Return only the lines from the one containing "the hatchback tail" to the end of the material, with each one exactly as it appears.

(Data listing)

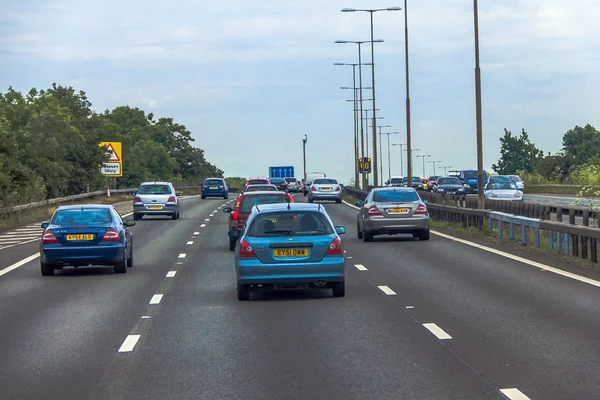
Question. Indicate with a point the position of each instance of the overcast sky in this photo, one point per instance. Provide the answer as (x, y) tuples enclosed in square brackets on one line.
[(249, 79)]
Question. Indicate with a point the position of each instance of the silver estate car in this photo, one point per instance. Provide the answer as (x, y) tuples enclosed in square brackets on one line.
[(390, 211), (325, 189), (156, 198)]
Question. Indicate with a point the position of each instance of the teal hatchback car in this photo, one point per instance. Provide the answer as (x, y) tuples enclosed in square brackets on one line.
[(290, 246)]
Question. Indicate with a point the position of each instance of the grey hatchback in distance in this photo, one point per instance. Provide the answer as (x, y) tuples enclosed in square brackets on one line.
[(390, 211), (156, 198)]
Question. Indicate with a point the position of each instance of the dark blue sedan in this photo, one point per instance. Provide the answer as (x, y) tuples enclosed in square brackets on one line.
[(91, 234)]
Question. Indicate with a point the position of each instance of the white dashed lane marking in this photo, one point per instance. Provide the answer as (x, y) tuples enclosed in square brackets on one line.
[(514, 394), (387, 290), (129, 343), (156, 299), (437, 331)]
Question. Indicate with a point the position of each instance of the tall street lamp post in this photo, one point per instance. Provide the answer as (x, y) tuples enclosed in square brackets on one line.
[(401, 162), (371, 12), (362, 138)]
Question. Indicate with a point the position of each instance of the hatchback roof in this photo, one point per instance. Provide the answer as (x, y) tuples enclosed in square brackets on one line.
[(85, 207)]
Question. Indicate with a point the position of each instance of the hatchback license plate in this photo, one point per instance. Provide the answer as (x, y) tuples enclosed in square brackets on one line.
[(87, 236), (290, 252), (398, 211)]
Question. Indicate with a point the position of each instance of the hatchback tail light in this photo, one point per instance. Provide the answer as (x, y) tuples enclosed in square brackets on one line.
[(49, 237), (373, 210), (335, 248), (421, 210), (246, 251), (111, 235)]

(End Data listing)

> Exercise answer:
Question. Indicate with a point the position of each instance of the hatchback tail light in this photo, one point per instance. Provide the answer as (x, y) tuples enclosed in square brackets on one line.
[(49, 237), (373, 210), (335, 248), (421, 210), (246, 251), (111, 235)]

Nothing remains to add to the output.